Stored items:
┄┄┄┄┄┄

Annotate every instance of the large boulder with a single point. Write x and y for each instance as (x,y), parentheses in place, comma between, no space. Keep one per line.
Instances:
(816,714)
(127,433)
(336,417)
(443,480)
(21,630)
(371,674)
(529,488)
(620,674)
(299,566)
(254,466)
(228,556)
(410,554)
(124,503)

┄┄┄┄┄┄

Rewrite the material with "large boulder" changed to "big rock" and everything else kept the same.

Annotate every instance of the big rock with a single point. Write x and y for each instance as (x,y), parentheses in place, comma between, no space. Keep one per line.
Instances:
(816,714)
(127,433)
(336,417)
(443,480)
(21,630)
(371,674)
(529,488)
(620,674)
(299,566)
(254,466)
(228,556)
(410,554)
(124,503)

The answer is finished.